• [Your objective]: Extract every line of the material below, from the line containing "Locate the crowd" down to the final line, and reproduce them without any change.

— START OF Items —

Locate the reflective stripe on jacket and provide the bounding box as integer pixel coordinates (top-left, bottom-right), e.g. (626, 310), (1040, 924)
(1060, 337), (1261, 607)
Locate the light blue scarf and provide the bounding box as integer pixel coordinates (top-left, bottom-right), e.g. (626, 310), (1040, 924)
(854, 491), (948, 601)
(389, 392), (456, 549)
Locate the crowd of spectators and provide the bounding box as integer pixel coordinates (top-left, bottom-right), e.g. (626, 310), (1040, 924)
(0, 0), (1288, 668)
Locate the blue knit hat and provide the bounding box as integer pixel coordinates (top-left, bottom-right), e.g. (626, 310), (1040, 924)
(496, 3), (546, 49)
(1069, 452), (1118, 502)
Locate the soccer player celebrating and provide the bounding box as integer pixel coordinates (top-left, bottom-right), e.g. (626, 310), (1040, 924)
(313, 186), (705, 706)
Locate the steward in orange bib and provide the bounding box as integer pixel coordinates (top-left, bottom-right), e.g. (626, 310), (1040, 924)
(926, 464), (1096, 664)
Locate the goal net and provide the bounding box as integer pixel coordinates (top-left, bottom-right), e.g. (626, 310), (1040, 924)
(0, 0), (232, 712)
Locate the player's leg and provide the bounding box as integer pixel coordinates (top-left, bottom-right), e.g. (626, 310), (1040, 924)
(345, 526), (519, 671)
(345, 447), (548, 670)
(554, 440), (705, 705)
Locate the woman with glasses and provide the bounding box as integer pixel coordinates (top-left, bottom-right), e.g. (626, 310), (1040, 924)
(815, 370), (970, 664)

— END OF Items —

• [Task response]:
Locate the crowd of spectators and provide the bounding box as integer pixel coordinates (top-left, bottom-right), e.g. (626, 310), (1040, 924)
(0, 0), (1288, 668)
Locate the blue knit hat and provide the bounding box as integer pixel coordinates (top-left, bottom-right), e.g. (626, 310), (1040, 924)
(496, 3), (546, 49)
(1069, 452), (1118, 502)
Locate the soccer player celebrating and provide the bounding box as integer pixel coordinates (top-left, bottom-right), e.g. (626, 310), (1040, 924)
(313, 186), (705, 706)
Locate the steward in orange bib and provide the bounding box as integer pixel coordinates (top-left, bottom-right), e.g. (626, 310), (1040, 924)
(926, 464), (1096, 664)
Locate the goal net and provide the bounding box as integer pixel coordinates (top-left, bottom-right), e.g. (626, 310), (1040, 924)
(0, 0), (232, 712)
Locate the player's leg and provide the bounding box as integer pixel coordinates (top-left, bottom-right), e.g. (626, 310), (1040, 924)
(345, 526), (519, 671)
(345, 447), (548, 670)
(554, 440), (705, 705)
Locate the woman with glasses and provide the bounding box as integer pixel coordinates (top-left, bottom-right), e.g. (626, 310), (1040, 924)
(815, 370), (970, 664)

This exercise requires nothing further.